Please rewrite the listing from its first line through the line that has "xmin=0 ymin=403 xmax=640 ymax=427", keeping the requests, and add 60 to each coordinate in the answer boxes.

* * * * * * * * *

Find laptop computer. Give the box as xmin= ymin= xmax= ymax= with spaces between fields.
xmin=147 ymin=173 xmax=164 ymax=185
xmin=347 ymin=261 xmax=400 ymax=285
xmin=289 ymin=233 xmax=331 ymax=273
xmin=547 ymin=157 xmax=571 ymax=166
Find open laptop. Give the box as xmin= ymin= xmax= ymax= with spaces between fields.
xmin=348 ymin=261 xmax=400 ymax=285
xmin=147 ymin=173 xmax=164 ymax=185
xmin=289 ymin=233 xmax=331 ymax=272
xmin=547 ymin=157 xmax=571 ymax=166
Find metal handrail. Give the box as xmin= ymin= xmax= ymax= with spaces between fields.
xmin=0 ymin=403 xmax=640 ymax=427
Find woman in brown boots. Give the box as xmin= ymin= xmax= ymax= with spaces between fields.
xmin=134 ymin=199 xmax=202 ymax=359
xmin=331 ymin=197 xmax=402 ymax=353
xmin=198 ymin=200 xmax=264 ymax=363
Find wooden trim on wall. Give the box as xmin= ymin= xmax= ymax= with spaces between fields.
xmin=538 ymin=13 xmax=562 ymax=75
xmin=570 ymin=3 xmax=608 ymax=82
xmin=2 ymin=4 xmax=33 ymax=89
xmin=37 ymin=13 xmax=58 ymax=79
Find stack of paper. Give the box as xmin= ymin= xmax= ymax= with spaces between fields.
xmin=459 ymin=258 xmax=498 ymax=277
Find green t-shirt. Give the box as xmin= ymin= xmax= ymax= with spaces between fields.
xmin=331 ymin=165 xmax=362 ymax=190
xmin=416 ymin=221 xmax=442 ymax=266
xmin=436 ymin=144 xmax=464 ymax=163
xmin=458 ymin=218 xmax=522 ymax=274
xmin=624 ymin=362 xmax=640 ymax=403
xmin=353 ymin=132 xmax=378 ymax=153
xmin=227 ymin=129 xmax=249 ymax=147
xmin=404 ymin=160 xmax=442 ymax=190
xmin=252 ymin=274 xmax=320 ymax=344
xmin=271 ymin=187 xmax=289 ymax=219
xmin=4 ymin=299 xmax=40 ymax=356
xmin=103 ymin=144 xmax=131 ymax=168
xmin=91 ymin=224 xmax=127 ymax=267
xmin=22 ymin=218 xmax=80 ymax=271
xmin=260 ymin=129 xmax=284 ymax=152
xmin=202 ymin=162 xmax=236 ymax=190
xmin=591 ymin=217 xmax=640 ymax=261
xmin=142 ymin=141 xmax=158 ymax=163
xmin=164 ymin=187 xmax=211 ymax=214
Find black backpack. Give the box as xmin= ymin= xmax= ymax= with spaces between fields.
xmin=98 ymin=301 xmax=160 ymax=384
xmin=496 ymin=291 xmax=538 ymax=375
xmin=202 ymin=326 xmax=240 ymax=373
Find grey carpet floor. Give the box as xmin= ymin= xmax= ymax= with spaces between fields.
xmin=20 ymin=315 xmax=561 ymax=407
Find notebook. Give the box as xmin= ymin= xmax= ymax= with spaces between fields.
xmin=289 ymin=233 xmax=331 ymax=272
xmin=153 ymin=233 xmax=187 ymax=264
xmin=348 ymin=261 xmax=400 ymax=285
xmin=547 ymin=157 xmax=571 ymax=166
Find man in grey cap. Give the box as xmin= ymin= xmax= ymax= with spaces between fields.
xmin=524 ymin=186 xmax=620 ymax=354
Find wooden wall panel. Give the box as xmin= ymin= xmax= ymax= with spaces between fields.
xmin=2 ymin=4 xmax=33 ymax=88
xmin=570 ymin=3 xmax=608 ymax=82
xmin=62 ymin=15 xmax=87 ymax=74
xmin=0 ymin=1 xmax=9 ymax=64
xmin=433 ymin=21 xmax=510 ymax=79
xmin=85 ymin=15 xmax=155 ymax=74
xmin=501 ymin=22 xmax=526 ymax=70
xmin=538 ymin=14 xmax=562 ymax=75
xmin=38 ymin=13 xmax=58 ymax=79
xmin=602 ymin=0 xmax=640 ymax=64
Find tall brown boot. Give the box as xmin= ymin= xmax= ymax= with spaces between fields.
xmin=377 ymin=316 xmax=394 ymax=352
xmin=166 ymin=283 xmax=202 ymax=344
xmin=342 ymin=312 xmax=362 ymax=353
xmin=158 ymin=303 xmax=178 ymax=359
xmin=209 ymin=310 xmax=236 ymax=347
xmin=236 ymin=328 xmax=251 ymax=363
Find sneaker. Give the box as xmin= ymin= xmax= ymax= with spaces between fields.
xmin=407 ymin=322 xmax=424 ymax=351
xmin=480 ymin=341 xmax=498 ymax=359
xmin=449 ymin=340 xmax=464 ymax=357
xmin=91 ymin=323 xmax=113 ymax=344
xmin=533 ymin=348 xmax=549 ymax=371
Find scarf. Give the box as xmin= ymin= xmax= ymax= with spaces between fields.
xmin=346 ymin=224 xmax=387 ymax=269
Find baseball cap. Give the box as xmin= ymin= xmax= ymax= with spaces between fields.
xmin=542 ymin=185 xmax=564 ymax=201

* * * * * * * * *

EXERCISE RESPONSE -
Find laptop computer. Give the box as xmin= ymin= xmax= ymax= with spaces between fields.
xmin=207 ymin=233 xmax=224 ymax=245
xmin=407 ymin=321 xmax=460 ymax=345
xmin=349 ymin=293 xmax=391 ymax=333
xmin=607 ymin=217 xmax=631 ymax=226
Find open laptop. Give the box as xmin= ymin= xmax= ymax= with spaces between fields.
xmin=408 ymin=321 xmax=460 ymax=345
xmin=207 ymin=233 xmax=224 ymax=245
xmin=349 ymin=293 xmax=391 ymax=332
xmin=607 ymin=217 xmax=631 ymax=226
Find metal handrail. Give the box as xmin= ymin= xmax= ymax= with spaces between fields.
xmin=60 ymin=463 xmax=700 ymax=487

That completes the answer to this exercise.